BEGIN SOURCE DATA

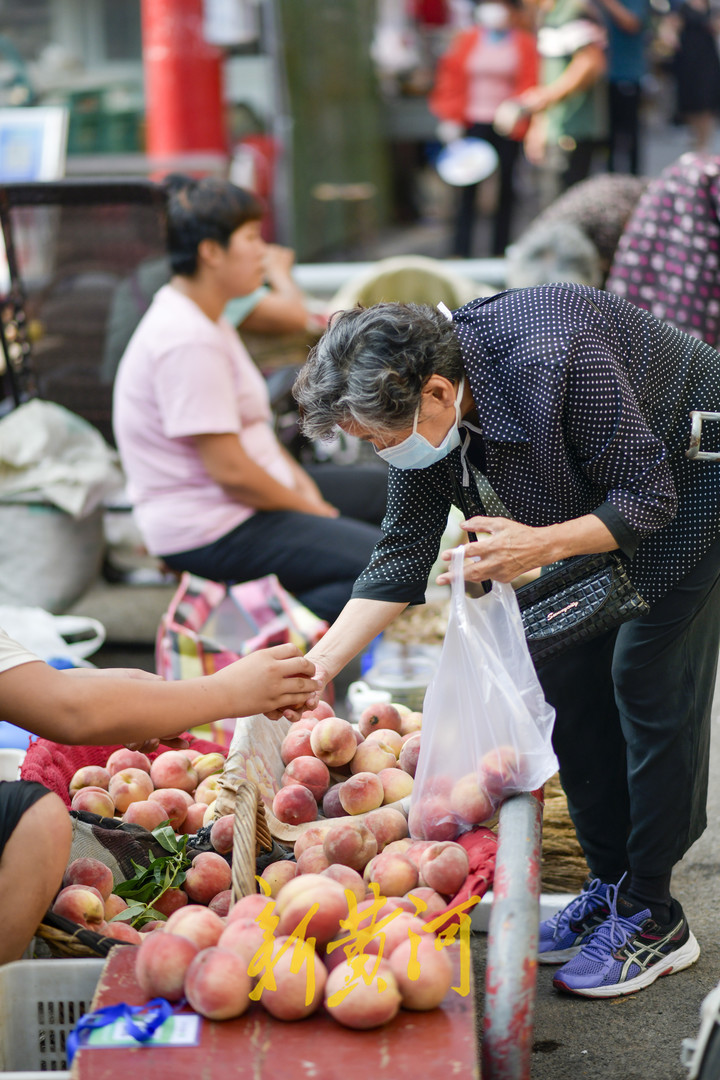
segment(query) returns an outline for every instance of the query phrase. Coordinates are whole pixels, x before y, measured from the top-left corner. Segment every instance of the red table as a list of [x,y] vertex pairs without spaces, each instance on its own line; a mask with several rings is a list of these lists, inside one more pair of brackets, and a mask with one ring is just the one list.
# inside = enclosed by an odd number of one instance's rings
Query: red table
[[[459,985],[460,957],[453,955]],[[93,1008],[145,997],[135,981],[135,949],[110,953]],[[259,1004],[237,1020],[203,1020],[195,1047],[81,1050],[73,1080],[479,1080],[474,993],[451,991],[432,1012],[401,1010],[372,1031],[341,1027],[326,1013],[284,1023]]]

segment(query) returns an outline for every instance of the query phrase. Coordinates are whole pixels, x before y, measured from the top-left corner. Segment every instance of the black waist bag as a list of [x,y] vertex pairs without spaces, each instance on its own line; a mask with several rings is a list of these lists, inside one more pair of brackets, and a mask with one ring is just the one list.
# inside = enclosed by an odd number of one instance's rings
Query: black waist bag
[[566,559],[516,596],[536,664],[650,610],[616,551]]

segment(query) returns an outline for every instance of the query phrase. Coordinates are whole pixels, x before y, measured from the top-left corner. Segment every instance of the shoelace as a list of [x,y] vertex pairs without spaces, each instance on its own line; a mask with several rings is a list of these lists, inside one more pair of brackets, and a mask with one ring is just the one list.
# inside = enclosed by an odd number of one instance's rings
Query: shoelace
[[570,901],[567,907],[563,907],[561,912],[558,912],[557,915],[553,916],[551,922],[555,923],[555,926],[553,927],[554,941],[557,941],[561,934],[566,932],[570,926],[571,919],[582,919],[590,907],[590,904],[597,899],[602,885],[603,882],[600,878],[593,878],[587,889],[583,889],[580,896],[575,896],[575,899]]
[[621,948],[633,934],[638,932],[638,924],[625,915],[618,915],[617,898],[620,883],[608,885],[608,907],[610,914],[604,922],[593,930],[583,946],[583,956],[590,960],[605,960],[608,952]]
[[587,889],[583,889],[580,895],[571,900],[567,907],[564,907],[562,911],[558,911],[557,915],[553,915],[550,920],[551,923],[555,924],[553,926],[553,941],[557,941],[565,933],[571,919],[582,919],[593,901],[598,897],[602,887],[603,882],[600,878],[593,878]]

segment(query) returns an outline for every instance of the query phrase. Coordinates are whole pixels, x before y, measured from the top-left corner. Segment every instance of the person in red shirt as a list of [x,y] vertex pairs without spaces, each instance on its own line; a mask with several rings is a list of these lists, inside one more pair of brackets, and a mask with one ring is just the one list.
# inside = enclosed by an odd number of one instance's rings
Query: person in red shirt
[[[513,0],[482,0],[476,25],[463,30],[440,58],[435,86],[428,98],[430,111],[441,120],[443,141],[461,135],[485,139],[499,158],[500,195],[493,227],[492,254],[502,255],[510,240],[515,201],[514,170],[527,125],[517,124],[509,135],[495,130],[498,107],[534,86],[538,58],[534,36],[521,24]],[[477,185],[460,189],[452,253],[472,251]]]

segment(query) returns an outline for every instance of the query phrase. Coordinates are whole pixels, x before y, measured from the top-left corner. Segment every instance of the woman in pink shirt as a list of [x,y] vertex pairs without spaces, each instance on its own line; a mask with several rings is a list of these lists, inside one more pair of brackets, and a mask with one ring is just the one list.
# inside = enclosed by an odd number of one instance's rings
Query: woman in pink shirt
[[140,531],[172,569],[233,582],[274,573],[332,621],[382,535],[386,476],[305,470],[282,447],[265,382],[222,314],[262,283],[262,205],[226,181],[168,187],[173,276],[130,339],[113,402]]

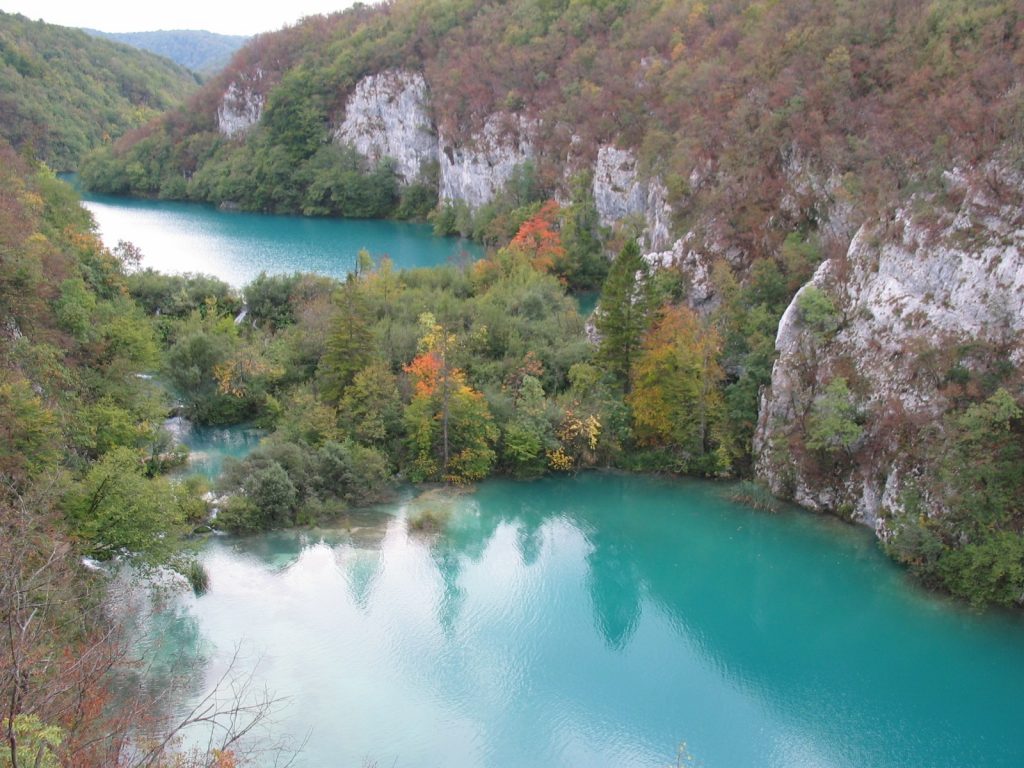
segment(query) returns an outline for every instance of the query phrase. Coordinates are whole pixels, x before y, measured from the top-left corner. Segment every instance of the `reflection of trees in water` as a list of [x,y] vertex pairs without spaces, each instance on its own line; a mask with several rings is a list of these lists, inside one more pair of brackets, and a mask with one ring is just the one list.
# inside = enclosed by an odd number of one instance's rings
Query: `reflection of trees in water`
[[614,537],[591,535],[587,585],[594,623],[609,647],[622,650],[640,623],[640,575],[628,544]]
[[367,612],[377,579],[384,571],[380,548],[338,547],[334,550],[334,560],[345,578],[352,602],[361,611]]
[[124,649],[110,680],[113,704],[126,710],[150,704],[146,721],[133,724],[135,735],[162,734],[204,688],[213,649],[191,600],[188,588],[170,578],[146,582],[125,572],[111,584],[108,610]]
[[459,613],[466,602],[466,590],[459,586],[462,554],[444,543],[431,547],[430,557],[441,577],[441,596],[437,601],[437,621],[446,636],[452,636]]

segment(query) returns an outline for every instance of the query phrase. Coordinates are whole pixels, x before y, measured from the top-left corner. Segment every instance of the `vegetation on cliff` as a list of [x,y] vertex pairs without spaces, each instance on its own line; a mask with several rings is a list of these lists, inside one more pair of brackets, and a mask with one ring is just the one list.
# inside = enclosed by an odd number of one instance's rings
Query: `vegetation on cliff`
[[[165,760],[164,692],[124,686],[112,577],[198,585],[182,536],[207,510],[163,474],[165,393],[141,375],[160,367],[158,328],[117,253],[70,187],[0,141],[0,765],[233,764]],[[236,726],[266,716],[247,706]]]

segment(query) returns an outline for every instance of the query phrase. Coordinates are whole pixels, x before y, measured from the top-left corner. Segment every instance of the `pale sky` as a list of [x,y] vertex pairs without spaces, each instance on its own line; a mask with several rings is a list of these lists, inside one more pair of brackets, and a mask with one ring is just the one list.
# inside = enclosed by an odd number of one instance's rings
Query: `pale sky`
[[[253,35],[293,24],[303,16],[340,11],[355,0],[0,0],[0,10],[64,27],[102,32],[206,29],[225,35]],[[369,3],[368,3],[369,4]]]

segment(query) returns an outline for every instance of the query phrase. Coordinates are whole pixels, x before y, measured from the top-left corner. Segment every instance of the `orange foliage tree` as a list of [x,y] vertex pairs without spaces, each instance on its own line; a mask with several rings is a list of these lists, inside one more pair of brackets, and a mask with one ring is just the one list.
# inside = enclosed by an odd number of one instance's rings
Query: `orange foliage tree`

END SOURCE DATA

ACTIVITY - Can the entries above be repeated exactly, without their pictures?

ANSWER BOX -
segment(query) returns an outline for every instance of the query phrase. Coordinates are whole pixels, x before y, measured from the top-left corner. Segment every instance of the red table as a list of [x,y] vertex pairs without spaces, each instance on its own line; a mask with several rings is a list of these lists, inside one more pair of brackets, and a mask with one ring is just the one list.
# inside = enclosed by an odd number of one instance's rings
Query: red table
[[[459,985],[460,957],[453,955]],[[93,1008],[145,997],[135,981],[135,949],[110,953]],[[259,1004],[237,1020],[203,1020],[195,1047],[81,1050],[73,1080],[479,1080],[474,993],[451,991],[432,1012],[401,1010],[372,1031],[341,1027],[326,1013],[284,1023]]]

segment(query) returns an outline for every instance of the query phrase. Coordinates are whole pixels, x before y, measured from the top-left corner. Segment every instance of the black waist bag as a list of [x,y] vertex pairs without spaces, each instance on its own line; a mask with several rings is a list of these lists, inside one more pair of brackets, and a mask with one ring is just the one list.
# inside = enclosed by an odd number of one instance's rings
Query: black waist bag
[[566,559],[516,596],[536,664],[650,610],[616,551]]

segment(query) returns an outline for every instance of the query phrase. Coordinates are whole pixels, x before y, measured from the top-left corner. Segment every instance of the shoelace as a list of [x,y] vertex pairs without spaces, each instance on its own line; a mask with several rings is a list of these lists, inside one more pair of brackets, and a mask with one ring is just the one list.
# inside = enclosed by an odd number of one instance's rings
Query: shoelace
[[570,901],[567,907],[563,907],[561,912],[558,912],[557,915],[553,916],[551,922],[555,923],[555,926],[553,927],[554,941],[557,941],[561,934],[566,932],[570,926],[571,919],[582,919],[590,907],[590,904],[597,899],[602,885],[603,882],[600,878],[593,878],[587,889],[583,889],[580,896],[575,896],[575,899]]
[[621,948],[633,934],[638,932],[638,924],[625,915],[618,915],[617,898],[620,883],[608,885],[608,907],[610,914],[604,922],[593,930],[583,946],[583,956],[590,960],[605,960],[608,952]]
[[587,889],[583,889],[580,895],[571,900],[567,907],[564,907],[562,911],[558,911],[557,915],[553,915],[550,920],[551,923],[555,924],[553,926],[553,941],[557,941],[565,933],[571,919],[582,919],[593,901],[598,897],[602,887],[603,882],[600,878],[593,878]]

segment(query) returns an outline for every instance of the query phrase. Coordinates are whole pixels, x before y, measured from the top-left corner. Segment every instance of the person in red shirt as a list of [x,y] vertex pairs without spaces, each instance on its own line; a mask with several rings is a list of these lists, inside one more pair of brackets, and a mask with one ring is just the one list.
# inside = enclosed by an odd number of one instance's rings
Query: person in red shirt
[[[513,0],[482,0],[476,25],[463,30],[440,58],[435,86],[428,98],[430,111],[441,120],[443,141],[461,135],[485,139],[499,158],[500,195],[493,227],[492,254],[502,255],[510,240],[515,201],[514,170],[527,125],[517,124],[509,135],[495,130],[498,107],[534,86],[538,58],[534,36],[521,24]],[[477,185],[460,189],[452,253],[472,251]]]

segment(query) returns an outline for every instance of the query phrase. Coordinates are whole pixels, x before y, measured from the top-left corner. Segment every instance of the woman in pink shirt as a list of [x,y] vertex pairs without spaces, each instance on its own line; a mask with several rings is a list of these lists, inside one more pair of brackets, and a mask with one ring is just the one list.
# inside = enclosed by an odd number of one instance's rings
Query: woman in pink shirt
[[140,531],[172,569],[233,582],[274,573],[332,621],[382,535],[386,476],[305,470],[282,447],[265,382],[222,314],[262,283],[262,205],[226,181],[168,187],[173,276],[130,339],[113,402]]

segment(query) returns an outline for every instance of the query phrase. Coordinates are whole pixels, x before y, measured from the top-left corner. Segment every instance of the `reflection of trees in water` as a list of [x,y] vertex pairs without spaces, each instance on its own line; a mask with several rings is a list of these lists, inside one more pair of brackets, and a mask with one ring is just the one list.
# inside = enclosed by an odd number of one instance's rings
Query: `reflection of trees in water`
[[614,537],[591,535],[587,585],[594,623],[609,647],[622,650],[640,623],[640,575],[628,544]]
[[367,612],[377,579],[384,571],[380,548],[338,547],[334,550],[334,560],[345,578],[352,602],[361,611]]
[[124,649],[110,680],[113,704],[126,710],[150,704],[146,721],[133,724],[135,735],[162,734],[204,688],[213,649],[191,600],[188,588],[170,578],[146,582],[125,572],[111,584],[108,610]]
[[459,613],[466,602],[466,590],[459,586],[462,554],[444,543],[431,547],[430,557],[441,577],[441,596],[437,601],[437,621],[446,636],[452,636]]

segment(query) returns an outline for every instance of the query phrase. Coordinates are whole pixels, x before y, measured from the top-left corner. Segment every instance of the `vegetation on cliff` as a list of [x,y] vertex pairs without spaces, each instance on its own line; a mask with several rings is a list of these lists, inside one more pair of brackets, and a mask with one ring is just the one list.
# inside = enclosed by an odd number of one instance's rings
Query: `vegetation on cliff`
[[[165,760],[164,692],[124,686],[112,577],[198,585],[182,536],[207,510],[163,474],[165,393],[141,375],[160,367],[158,328],[117,253],[70,187],[0,141],[0,765],[233,764]],[[236,726],[266,716],[247,706]]]

segment(query) returns an outline for every instance of the query phrase. Coordinates are whole pixels, x before y, measured from the top-left corner. Segment every instance of the `pale sky` as a list of [x,y] vertex pairs without spaces, each instance on its own line; a mask with several rings is a list of these lists, inside one more pair of brackets, and a mask with one ring is just the one list.
# inside = enclosed by an odd number of one instance's rings
Query: `pale sky`
[[[253,35],[293,24],[303,16],[340,11],[355,0],[0,0],[0,10],[64,27],[102,32],[206,29],[225,35]],[[369,3],[368,3],[369,4]]]

segment(query) returns an outline for every instance of the query phrase. Coordinates are whole pixels, x before y, measured from the top-left corner. Segment every instance of the `orange foliage tree` as a list of [x,y] vertex pairs without spaces, each instance on its own line; a mask with several rings is a list of these lists, inside one more pair of brackets, and a mask with one ring is just the one list.
# inside = enclosed by an odd number of one instance's rings
Query: `orange foliage tree`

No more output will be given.